The unaudited pro forma condensed combined financial statements have been prepared based on Akari’s and Peak Bio’s historical financial information, giving effect to the acquisition and related adjustments described in these notes to show how the acquisition might have affected the historical financial statements if it had been completed on January 1, 2023 for the purposes of the unaudited pro forma condensed combined statements of operations, and as of June 30, 2024, for purposes of the unaudited pro forma condensed combined balance sheet. In addition, certain items have been reclassified from Peak Bio’s historical financial statements to align them with Akari’s financial statement presentation and accounting policies. Peak Bio and Akari prepare their consolidated financial statements in accordance with U.S. generally accepted accounting principles.

| Supplied information |

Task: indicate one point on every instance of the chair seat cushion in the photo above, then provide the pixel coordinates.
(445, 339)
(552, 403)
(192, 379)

| Task statement |
Transcribe the part of the passage on the pro forma financial statements, starting with "The unaudited pro forma condensed combined financial" and going on through "accepted accounting principles.".

| Expected answer |
The unaudited pro forma condensed combined financial statements have been prepared based on Akari’s and Peak Bio’s historical financial information, giving effect to the acquisition and related adjustments described in these notes to show how the acquisition might have affected the historical financial statements if it had been completed on January 1, 2023 for the purposes of the unaudited pro forma condensed combined statements of operations, and as of June 30, 2024, for purposes of the unaudited pro forma condensed combined balance sheet. In addition, certain items have been reclassified from Peak Bio’s historical financial statements to align them with Akari’s financial statement presentation and accounting policies. Peak Bio and Akari prepare their consolidated financial statements in accordance with U.S. generally accepted accounting principles.